What does the teacher mean when he tells the pupil to place the tone in the head? He doubtless means that the student shall call into use the upper resonator. If one holds a vibrating tuning-fork before a resonating tube, does he direct the vibrations into that resonating cavity? No. Neither is it necessary to try to drive the voice into the cavities of the head. Such instructions are of doubtful value. They are almost sure to result in a hard unsympathetic tone. They increase rather than diminish the resistance. The only possible way to place the tone in the head is to let it go there. This will always occur when the resistance is destroyed and the channel is free.

In numerous instances the resistance in the vocal cords is so great that it is impossible to sing softly, or with half voice. It requires so much breath pressure to start the vibration, that is, to overcome the resistance, that when it does start it is with full voice. In a majority of male voices the upper tone must be taken either with full chest voice or with falsetto. There is no mezza voce. This condition is abnormal and is responsible for the "red in the face" brand of voice production so often heard.

Of this we may be sure, that no one can sing a good full tone unless he can sing a good mezza voce. When the mechanism is sufficiently free from resistance that a good pianissimo can be sung then the conditions are right to begin to build toward a forte.

Further, when the mechanism is entirely free from resistance there is no conscious effort required to produce tone. The singer has the feeling of letting himself sing rather than of making himself sing.

▸ Extracted data:
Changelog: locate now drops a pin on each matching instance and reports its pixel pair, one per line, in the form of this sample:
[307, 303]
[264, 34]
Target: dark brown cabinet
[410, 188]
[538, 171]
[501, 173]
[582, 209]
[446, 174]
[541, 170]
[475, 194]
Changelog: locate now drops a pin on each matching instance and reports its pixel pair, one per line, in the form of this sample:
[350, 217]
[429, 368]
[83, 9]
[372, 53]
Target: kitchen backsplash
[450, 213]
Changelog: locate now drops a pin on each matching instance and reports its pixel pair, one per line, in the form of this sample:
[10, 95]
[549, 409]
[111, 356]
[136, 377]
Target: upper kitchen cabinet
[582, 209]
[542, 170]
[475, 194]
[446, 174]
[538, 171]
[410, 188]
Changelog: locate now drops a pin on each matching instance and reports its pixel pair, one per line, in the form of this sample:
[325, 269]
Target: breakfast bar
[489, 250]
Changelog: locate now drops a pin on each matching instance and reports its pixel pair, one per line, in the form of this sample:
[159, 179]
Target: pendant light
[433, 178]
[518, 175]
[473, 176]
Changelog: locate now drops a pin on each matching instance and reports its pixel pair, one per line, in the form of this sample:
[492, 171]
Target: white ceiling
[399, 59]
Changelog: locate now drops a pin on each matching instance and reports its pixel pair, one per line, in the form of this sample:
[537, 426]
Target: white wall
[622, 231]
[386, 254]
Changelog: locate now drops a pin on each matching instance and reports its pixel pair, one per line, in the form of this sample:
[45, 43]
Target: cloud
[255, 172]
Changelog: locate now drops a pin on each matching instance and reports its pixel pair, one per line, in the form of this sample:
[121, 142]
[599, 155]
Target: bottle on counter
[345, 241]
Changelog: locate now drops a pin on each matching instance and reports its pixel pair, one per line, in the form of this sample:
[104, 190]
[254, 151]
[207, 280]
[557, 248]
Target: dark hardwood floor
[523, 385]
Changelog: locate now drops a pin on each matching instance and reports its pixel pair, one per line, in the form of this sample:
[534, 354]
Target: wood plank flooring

▸ Task instructions:
**a)** Please revise the stretch of the passage on voice production from "Of this we may" through "making himself sing.", replacing "mechanism" with "instrument".
**b)** Extend the passage on voice production, starting after its final sentence.
The records have no connection to the passage on voice production.

▸ Responses to the tasks:
**a)**
Of this we may be sure, that no one can sing a good full tone unless he can sing a good mezza voce. When the instrument is sufficiently free from resistance that a good pianissimo can be sung then the conditions are right to begin to build toward a forte.

Further, when the instrument is entirely free from resistance there is no conscious effort required to produce tone. The singer has the feeling of letting himself sing rather than of making himself sing.

**b)**
The engineer of a great pumping station once told me that his mammoth Corliss engine was so perfectly balanced that he could run it with ten pounds of steam. When the voice is free, and resting on the breath as it were, it seems to sing itself.

An illustration of the opposite condition, of extreme resistance was once told me by the president of a great street railway system that was operated by a cable. He said it required eighty-five per cent of the power generated to start the machinery, that is, to overcome the resistance, leaving but fifteen per cent for operating cars. It is not at all uncommon to hear singers who are so filled with resistance that it requires all of their available energy to make the vocal instrument produce tone. Such singers soon find themselves exhausted and the voice tired and husky. It is this type of voice production rather than climatic conditions, that causes so much chronic laryngitis among singers. I have seen the truth of this statement verified in the complete and permanent disappearance of many cases of laryngitis through learning to produce the voice correctly.

The second step in securing right conditions is the proper management of the breath.

BREATH CONTROL

An extremist always lacks the sense of proportion. He allows a single idea to fill his mental horizon. He is fanciful, and when an idea comes to him he turns his high power imagination upon it, and it immediately becomes overwhelming in magnitude and importance. Thereafter all things in his universe revolve around it.

The field of voice teaching is well stocked with extremists. Everything involved in voice production and many things that are not, have been taken up one at a time and made the basis of a method.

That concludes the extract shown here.